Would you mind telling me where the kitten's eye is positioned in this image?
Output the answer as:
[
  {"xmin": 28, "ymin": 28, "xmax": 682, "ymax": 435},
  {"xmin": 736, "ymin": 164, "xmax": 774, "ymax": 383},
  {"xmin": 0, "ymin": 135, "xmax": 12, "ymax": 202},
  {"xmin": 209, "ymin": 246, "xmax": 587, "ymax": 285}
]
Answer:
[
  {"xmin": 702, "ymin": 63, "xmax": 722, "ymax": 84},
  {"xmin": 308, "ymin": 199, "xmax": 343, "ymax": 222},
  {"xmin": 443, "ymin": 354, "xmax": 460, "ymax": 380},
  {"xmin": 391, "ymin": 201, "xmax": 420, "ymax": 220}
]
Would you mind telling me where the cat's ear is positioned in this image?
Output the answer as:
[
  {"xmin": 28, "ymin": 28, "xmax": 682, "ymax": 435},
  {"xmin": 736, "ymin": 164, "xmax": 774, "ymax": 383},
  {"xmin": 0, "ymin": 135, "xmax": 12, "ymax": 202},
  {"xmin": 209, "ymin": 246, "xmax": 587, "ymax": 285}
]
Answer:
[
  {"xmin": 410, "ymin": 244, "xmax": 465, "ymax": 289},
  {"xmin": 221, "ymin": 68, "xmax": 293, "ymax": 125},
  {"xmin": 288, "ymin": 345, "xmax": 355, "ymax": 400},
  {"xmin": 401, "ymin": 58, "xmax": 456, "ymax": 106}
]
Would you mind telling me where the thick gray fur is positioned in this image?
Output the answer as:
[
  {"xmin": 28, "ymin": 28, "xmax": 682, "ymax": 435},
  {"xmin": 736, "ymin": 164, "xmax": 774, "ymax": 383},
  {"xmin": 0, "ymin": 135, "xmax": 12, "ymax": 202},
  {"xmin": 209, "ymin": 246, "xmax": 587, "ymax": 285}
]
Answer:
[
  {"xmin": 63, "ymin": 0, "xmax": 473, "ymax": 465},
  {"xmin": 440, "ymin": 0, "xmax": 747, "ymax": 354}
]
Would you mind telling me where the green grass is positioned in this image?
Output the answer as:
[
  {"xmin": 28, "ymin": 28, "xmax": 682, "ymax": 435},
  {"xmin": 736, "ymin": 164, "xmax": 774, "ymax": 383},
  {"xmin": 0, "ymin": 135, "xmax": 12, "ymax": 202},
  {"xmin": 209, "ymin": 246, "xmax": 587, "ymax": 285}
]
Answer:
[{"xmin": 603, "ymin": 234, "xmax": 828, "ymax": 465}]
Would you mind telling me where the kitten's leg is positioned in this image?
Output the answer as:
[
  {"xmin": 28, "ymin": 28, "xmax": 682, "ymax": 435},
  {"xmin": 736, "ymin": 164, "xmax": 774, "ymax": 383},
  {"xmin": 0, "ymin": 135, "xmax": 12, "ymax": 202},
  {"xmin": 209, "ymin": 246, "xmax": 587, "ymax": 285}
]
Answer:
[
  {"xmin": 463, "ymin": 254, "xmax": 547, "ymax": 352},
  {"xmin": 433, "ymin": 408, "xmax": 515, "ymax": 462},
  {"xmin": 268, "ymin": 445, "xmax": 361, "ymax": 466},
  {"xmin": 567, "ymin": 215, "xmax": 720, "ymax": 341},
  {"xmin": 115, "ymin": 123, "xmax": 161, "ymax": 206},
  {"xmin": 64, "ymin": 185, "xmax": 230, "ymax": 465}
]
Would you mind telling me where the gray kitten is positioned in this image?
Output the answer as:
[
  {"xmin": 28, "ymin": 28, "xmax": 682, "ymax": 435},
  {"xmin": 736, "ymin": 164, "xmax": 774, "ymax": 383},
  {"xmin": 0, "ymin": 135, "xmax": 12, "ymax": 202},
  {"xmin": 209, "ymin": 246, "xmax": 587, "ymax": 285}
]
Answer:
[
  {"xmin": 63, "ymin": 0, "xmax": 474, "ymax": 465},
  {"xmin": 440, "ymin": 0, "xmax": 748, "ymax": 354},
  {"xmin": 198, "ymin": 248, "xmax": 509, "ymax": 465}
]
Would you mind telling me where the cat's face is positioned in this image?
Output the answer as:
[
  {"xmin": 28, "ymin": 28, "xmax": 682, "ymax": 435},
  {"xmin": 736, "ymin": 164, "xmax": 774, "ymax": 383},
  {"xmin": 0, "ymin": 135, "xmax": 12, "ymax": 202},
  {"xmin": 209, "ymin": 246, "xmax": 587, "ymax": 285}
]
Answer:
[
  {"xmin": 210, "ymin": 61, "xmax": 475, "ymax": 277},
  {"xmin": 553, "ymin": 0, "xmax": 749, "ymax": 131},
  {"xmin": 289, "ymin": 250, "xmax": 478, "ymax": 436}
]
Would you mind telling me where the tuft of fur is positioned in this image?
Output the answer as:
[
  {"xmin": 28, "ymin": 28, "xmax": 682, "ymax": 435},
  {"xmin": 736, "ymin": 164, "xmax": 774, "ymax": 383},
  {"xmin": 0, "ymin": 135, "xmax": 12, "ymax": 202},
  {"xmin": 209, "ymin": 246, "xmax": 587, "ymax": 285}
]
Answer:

==============================

(Requirements) Find every line in the entries above that contains the string "this", paying attention to case, and copy each of those lines.

(Worked solution)
Would you mind telling me where the kitten's eye is positioned in this image?
Would you mind telling me where the cat's ear is positioned in this image?
Would you mind telling me where the thick gray fur is positioned in this image?
Would you mind telling me where the green grass is positioned in this image?
Would you mind telling me where the kitten's leg is positioned in this image?
Would you mind telling me where the gray kitten is positioned in this image?
Would you mind telling me where the cat's face is positioned in this image?
Would you mind telling me where the tuft of fur is positioned in this image?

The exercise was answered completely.